Below is a set of entries; give all of them again exactly.

--- GIVEN DATA Enclosed Below ---

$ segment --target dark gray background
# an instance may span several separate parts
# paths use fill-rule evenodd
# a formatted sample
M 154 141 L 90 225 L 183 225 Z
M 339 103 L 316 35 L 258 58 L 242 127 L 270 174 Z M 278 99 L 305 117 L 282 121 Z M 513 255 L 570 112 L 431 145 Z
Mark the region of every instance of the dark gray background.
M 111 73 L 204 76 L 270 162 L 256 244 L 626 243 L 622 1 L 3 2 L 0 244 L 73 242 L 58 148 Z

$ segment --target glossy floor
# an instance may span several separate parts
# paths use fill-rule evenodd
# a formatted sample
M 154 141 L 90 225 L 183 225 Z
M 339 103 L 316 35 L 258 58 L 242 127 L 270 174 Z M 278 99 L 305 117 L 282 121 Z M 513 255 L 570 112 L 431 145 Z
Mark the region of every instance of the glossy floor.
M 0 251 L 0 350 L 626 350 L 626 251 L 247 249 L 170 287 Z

--- End of Enclosed GIVEN DATA ---

EXERCISE RESPONSE:
$ segment --target dark gray background
# an instance may span several separate parts
# paths use fill-rule evenodd
# a formatted sample
M 154 141 L 90 225 L 183 225 Z
M 339 103 L 316 35 L 258 58 L 242 127 L 270 174 Z M 278 99 L 305 117 L 282 121 Z M 513 255 L 570 112 L 431 145 Z
Mark the region of every instance of the dark gray background.
M 111 73 L 204 76 L 270 162 L 256 244 L 626 243 L 622 1 L 3 2 L 0 244 L 73 242 L 58 148 Z

$ segment --target glossy floor
# an instance may span several separate parts
# paths use fill-rule evenodd
# a formatted sample
M 154 141 L 90 225 L 183 225 Z
M 339 103 L 316 35 L 258 58 L 242 127 L 270 174 Z M 278 99 L 305 117 L 282 121 Z M 513 255 L 570 112 L 431 145 Z
Mark the region of every instance of the glossy floor.
M 0 251 L 0 350 L 626 350 L 626 251 L 247 249 L 170 287 Z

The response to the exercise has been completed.